• _Exercise_: Repeat the listing word for word. No pictures belong in the copy.

Collection entries:
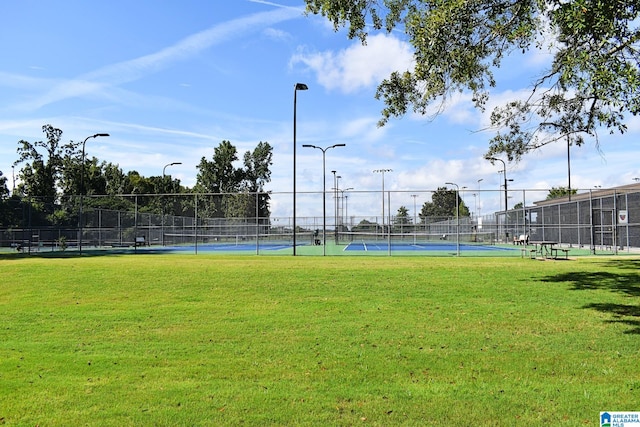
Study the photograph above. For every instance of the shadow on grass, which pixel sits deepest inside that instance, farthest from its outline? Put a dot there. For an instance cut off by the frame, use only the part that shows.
(75, 254)
(625, 281)
(621, 314)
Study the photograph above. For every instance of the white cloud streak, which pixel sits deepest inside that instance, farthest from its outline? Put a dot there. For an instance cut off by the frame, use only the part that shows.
(97, 82)
(359, 66)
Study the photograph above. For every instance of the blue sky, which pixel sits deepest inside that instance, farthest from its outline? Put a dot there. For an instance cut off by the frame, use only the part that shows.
(170, 80)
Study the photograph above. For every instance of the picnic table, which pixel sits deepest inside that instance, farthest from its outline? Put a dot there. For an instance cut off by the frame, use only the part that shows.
(547, 249)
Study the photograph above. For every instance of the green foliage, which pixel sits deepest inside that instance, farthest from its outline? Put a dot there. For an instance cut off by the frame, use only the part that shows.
(592, 83)
(402, 216)
(210, 340)
(557, 192)
(221, 176)
(53, 175)
(443, 205)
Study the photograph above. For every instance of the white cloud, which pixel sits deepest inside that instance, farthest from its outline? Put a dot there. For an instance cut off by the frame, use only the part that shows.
(358, 66)
(127, 71)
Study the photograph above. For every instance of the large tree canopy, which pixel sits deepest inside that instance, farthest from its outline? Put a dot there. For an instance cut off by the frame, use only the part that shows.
(593, 82)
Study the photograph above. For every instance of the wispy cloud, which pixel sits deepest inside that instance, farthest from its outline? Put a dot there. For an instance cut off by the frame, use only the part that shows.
(96, 82)
(358, 66)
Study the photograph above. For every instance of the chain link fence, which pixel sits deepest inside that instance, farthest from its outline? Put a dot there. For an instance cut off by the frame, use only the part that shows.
(597, 220)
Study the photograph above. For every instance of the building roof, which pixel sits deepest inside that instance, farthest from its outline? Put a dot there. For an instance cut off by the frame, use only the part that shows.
(593, 193)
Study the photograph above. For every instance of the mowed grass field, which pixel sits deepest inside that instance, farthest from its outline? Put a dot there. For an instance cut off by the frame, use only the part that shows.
(234, 340)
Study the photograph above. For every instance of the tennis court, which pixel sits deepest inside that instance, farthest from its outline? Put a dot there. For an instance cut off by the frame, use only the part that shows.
(427, 246)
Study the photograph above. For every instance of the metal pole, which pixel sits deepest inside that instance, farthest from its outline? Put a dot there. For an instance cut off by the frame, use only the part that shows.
(80, 223)
(297, 87)
(457, 217)
(504, 166)
(382, 171)
(164, 190)
(569, 166)
(324, 192)
(415, 217)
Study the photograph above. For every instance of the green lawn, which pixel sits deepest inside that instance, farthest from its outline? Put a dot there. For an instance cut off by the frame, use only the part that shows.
(131, 340)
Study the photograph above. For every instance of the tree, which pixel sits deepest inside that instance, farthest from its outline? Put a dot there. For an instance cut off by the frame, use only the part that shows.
(402, 217)
(593, 81)
(41, 173)
(4, 191)
(557, 192)
(442, 205)
(221, 176)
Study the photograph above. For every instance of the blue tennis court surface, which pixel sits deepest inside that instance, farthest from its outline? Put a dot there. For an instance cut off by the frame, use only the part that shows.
(383, 246)
(221, 247)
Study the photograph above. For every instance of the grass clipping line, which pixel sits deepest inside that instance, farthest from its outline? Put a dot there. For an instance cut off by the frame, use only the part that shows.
(205, 340)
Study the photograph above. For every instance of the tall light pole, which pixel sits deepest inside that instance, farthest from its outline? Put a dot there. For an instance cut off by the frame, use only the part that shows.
(297, 87)
(324, 192)
(342, 198)
(336, 179)
(479, 194)
(382, 171)
(82, 191)
(164, 190)
(457, 217)
(415, 217)
(504, 169)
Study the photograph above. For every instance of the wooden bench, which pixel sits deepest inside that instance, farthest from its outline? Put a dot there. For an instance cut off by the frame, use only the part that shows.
(564, 251)
(141, 241)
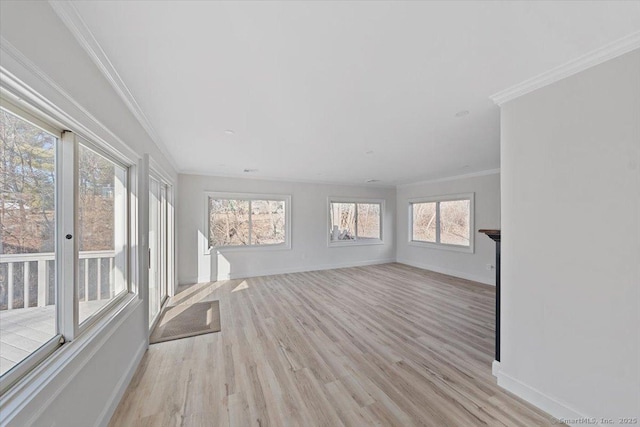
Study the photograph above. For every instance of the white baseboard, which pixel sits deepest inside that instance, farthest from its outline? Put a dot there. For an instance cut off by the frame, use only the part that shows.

• _Output for this task_:
Study the photograph above. For every instance of the shadow on grass, which pixel sits deepest inside that instance, farthest from its outline? Put a dot there. For an instance cut off by the frame, use only the part that shows.
(75, 254)
(625, 281)
(621, 314)
Study the photograph above. For every instance of the white cloud streak, which pixel sits deepest inside that instance, farthest from its outline? Put a dot there. For an instance cut off by the frame, use only the part that shows.
(97, 82)
(359, 66)
Study the photograph above. For every instance of the blue sky, which pixel sits deepest inside that instance, farthest from its outline? Put a dot there. For an instance cut off by the frame, use only the part that shows.
(170, 80)
Study the photograph above. For every instance of the picnic table, which pixel sits deepest inside that instance, farthest from its outline? Put a dot there. For an instance cut off by the frame, use only the part that shows.
(547, 249)
Study the photograph above. For every instance of the green foliage, which pixel sits deepest inside that instance, farthest from its outline? Put a dot there. For an instance cut off by the frame, use only the part that shows.
(592, 83)
(402, 216)
(210, 340)
(557, 192)
(221, 176)
(53, 175)
(443, 205)
Study the photograph above. For every instance of the white cloud, which pixel sits deepest inside that instance, farthest from its outline? Put a dot there. For an instance cut off by the frame, use only the part that shows.
(358, 66)
(127, 71)
Study the photograph above. For every instance of the large tree canopy, which pixel sits deepest inside that instance, farthest from its outline? Put a dot there. For an instance cut off by the frame, use only the part that shows.
(593, 82)
Study the photograph above. For every instance of the wispy cloud, which pixel sits deepest inside that instance, farthest from its outline? Put a dot there. For an instance cut off by the frame, use only the part that shows.
(96, 82)
(358, 66)
Study the photograph above. For every instance of the chain link fence, which pixel sits deepest inside that instance, farthest from its outline? Put a dot there. For an instance cut off by the frame, use only the part that shows.
(597, 220)
Study the photograph above. For every instance of the building roof, which pixel sits deepest inside that instance, farthest from its outline? Put a dot there. For an instance cut off by the frame, use only the part that shows.
(593, 193)
Study the photograph above. For every instance of the mowed grass field, which pixel sits deepest inside that instance, farthest from its outline? Put a dot there. For an instance cut off by the frame, use only the part that shows.
(234, 340)
Study the photograph above. For every instance of the tennis court, which pixel sits deepest inside that instance, farthest from its outline? Put a dot there. For an instance cut off by the frame, use only the part that shows.
(427, 246)
Study the photograph above. For every instance of the metal pole, which pixel sits deepest inside that instance, farthest from its outline? Put a dot there. For an instance cut off by the frame, use only the part that shows.
(80, 223)
(297, 87)
(457, 217)
(504, 166)
(382, 171)
(164, 190)
(569, 166)
(324, 192)
(415, 217)
Study the photograph above. For every instance of the green lawn, which pixel sits deepest inside that instance, farthest from its outline? Put a dot there. For an instance cut off by the frame, use only the part that shows.
(131, 340)
Study the photograph above. For every instance of the tree, which pixel sits deepest inside that instance, farthest from its outline? Put a dot there. For an instance cut off by the frame, use only the part that shows.
(402, 217)
(593, 81)
(41, 173)
(4, 191)
(557, 192)
(442, 205)
(221, 176)
Study the photograph above. For every instance of the blue tennis court surface, which pixel sits deepest inside that instance, farthest from its outline? Put a dot there. For an instance cut off by the frame, use only the part that shows.
(383, 246)
(221, 247)
Study the photograph above. For every instance of the grass clipping line, which pixel sits deepest inside that instance, farthest from its outline? Put a dot there. For an instance cut off by the frame, use only the part that shows.
(205, 340)
Study the photograph above. For every instance of the tall light pole, which pixel sits deepest inside that instance, farthest from its outline? Put a dot there. For an instance cut off by the frame, use only the part that shows.
(297, 87)
(324, 192)
(342, 198)
(336, 179)
(479, 194)
(382, 171)
(82, 191)
(164, 190)
(457, 217)
(415, 217)
(504, 169)
Study the photograph above. For every instance of the wooden bench, which pixel sits deepest inside that instance, farthest from its outline? Put a dot there. For an instance cut off by the frame, use only the part that shows.
(564, 251)
(141, 241)
Study the photograph above. For every instance of the white baseboard, which pixel sits deepest inside that instance, farthest from its outline? Put a dot there. For an instance cut off by the frame, use only the part that shows.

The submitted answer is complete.